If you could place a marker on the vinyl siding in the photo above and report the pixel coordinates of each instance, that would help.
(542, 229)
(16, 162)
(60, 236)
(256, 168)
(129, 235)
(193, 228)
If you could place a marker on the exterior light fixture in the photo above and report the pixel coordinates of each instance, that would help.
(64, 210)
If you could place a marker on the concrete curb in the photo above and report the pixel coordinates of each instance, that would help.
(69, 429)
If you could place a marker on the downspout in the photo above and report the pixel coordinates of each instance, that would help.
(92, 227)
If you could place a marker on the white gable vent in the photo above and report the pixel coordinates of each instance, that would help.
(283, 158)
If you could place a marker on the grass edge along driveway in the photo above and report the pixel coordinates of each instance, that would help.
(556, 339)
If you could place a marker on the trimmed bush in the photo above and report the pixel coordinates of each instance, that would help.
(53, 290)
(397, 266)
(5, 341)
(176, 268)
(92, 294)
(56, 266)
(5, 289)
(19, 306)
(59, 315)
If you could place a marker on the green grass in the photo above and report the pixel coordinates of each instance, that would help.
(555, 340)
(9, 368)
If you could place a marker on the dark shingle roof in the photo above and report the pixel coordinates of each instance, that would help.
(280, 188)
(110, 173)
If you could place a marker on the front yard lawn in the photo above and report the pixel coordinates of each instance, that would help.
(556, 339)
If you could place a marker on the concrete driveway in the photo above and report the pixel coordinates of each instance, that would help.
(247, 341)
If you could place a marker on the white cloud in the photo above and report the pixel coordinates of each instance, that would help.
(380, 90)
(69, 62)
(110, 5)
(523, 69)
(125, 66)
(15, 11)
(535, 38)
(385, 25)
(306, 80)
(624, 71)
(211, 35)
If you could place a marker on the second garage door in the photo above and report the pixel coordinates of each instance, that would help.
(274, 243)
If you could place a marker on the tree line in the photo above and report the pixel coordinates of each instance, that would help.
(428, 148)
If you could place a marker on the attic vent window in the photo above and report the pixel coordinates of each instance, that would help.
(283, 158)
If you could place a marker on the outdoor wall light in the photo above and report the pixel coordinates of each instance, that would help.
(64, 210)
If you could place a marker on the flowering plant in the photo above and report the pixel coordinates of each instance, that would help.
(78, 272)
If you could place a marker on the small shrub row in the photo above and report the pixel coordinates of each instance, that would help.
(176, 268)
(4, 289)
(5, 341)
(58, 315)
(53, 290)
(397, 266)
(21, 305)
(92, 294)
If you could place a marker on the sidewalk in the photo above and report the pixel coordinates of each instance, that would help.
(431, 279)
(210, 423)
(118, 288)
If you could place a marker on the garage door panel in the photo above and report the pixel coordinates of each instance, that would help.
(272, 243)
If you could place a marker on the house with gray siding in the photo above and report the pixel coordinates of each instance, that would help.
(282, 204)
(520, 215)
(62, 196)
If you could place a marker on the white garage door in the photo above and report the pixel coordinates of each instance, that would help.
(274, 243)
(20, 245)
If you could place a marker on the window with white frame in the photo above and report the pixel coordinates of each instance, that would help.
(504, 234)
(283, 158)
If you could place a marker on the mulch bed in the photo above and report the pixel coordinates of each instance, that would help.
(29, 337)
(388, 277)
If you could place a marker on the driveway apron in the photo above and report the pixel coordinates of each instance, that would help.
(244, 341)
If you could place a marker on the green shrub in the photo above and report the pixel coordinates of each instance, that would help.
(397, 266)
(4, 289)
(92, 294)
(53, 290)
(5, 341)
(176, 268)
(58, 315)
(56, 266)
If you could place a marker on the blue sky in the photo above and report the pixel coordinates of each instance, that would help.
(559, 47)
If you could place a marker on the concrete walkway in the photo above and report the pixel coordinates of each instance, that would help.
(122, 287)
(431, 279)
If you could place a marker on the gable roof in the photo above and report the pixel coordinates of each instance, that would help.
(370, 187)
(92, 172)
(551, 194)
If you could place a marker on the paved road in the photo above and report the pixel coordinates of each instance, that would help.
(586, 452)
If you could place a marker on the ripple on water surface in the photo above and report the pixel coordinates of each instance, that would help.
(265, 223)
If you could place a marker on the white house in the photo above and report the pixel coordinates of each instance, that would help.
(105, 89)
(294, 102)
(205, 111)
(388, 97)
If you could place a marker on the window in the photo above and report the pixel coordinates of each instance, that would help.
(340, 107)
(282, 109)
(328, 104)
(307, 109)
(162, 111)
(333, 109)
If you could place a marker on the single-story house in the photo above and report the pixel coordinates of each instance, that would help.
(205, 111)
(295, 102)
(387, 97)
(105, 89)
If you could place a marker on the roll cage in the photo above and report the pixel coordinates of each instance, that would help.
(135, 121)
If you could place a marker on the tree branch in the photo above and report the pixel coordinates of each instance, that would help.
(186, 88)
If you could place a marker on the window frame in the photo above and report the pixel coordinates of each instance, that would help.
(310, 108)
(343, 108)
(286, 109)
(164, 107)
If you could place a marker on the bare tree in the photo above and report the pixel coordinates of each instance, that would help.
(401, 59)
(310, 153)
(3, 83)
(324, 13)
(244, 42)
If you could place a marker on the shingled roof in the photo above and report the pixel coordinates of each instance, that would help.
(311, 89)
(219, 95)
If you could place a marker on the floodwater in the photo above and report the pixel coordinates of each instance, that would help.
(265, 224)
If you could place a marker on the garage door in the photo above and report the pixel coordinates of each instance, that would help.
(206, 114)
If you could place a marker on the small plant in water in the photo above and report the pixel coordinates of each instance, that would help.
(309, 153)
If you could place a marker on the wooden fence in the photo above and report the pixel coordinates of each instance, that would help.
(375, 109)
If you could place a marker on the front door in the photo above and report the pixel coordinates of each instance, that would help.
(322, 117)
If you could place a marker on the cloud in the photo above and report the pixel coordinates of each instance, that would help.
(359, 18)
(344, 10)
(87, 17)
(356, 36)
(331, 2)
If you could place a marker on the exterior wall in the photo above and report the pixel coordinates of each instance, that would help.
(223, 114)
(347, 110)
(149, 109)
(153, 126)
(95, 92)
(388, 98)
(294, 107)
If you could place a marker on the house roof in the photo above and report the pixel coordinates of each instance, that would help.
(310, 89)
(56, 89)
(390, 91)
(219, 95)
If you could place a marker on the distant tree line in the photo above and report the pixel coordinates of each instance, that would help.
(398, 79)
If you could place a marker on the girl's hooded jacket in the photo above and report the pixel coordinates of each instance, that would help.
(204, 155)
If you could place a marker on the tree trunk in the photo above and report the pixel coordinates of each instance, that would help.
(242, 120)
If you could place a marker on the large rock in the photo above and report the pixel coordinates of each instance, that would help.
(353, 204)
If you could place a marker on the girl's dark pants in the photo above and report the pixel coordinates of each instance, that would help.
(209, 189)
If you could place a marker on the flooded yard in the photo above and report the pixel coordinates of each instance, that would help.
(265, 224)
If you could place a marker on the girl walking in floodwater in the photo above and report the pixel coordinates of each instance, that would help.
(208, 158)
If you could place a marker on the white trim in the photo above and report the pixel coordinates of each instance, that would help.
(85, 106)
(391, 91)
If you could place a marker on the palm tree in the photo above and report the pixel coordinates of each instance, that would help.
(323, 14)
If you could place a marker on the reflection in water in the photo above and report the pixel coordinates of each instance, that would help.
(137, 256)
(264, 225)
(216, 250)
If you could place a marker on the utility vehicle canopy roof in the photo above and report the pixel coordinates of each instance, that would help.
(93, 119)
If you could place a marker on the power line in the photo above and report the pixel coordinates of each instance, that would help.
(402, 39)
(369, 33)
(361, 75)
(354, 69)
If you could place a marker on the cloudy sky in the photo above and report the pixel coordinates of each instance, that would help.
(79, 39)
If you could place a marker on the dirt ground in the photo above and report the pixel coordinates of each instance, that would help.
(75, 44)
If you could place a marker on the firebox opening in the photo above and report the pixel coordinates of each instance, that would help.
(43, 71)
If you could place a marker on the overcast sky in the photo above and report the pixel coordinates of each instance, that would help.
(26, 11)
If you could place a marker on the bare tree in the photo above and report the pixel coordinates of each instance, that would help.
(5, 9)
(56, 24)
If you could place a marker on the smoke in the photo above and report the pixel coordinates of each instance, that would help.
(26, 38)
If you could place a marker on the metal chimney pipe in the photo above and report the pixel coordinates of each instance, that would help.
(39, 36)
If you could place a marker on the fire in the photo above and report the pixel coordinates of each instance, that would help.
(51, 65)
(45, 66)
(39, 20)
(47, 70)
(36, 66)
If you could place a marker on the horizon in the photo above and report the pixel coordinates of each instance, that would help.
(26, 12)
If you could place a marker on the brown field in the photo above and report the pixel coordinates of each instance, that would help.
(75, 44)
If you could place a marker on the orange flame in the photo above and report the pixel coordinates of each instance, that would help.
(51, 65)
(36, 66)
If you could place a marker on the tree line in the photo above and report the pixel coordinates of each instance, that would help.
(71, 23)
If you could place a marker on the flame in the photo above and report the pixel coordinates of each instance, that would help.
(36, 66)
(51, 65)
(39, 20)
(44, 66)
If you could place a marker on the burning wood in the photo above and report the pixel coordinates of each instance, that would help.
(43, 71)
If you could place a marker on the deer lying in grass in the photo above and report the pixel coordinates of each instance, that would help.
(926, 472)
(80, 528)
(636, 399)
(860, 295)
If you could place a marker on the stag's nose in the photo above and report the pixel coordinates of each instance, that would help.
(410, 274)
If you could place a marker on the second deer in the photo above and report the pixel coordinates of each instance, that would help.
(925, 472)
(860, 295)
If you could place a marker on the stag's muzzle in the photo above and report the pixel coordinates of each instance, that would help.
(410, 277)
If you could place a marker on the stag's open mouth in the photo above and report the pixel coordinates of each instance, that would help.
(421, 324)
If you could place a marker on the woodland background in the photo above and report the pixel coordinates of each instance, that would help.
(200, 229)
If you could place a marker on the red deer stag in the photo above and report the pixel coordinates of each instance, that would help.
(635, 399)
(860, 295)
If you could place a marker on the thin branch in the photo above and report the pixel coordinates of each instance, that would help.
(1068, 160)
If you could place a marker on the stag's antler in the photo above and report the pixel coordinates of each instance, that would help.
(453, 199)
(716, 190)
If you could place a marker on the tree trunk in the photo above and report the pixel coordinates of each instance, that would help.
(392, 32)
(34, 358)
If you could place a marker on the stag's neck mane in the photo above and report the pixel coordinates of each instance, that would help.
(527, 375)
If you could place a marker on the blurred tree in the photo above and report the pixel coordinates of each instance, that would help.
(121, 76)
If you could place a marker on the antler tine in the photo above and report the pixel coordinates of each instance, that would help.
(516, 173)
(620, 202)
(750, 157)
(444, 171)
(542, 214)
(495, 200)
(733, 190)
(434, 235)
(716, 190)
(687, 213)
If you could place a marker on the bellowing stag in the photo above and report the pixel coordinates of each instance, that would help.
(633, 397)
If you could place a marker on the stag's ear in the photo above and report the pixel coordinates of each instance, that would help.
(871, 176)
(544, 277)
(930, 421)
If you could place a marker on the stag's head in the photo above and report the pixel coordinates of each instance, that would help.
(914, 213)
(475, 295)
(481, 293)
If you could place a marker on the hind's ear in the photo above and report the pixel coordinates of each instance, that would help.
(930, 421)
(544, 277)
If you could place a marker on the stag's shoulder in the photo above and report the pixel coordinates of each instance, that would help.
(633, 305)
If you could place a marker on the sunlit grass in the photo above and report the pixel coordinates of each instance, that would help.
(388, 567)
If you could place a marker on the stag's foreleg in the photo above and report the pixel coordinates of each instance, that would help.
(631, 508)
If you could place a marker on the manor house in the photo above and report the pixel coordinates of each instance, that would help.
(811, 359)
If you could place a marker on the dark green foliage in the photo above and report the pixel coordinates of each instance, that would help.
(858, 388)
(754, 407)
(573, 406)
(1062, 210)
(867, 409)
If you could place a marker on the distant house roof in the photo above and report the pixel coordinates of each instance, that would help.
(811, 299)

§ To be done
Only the lines from the one containing "If you could place a marker on the hind's" through the end of the material should be reproduced, exactly, with both ends included.

§ Solution
If you could place a marker on the hind's ear in the photo above and report the pixel coordinates of each instance, that would help.
(930, 421)
(544, 277)
If you could place a marker on the stag's shoulder in the photo above and report the pixel coordinates of each instance, that would help.
(633, 305)
If you could place a marker on the sunlit grass in the photo above and report the pixel coordinates of each instance, that would help.
(388, 567)
If you could place a marker on the stag's foreleg in the photo above and report the pixel coordinates of each instance, that would help.
(631, 508)
If you could place a marker on the manor house in the photo above and report the pixel coordinates of each instance, that would help.
(811, 359)
If you could place a marker on the dark green foliage in the photo above and report the pixel coordinates of each instance, that would help.
(858, 388)
(754, 407)
(573, 406)
(1062, 210)
(867, 409)
If you could place a marker on the distant house roof in the photo above and report the pixel coordinates of each instance, that would help.
(811, 299)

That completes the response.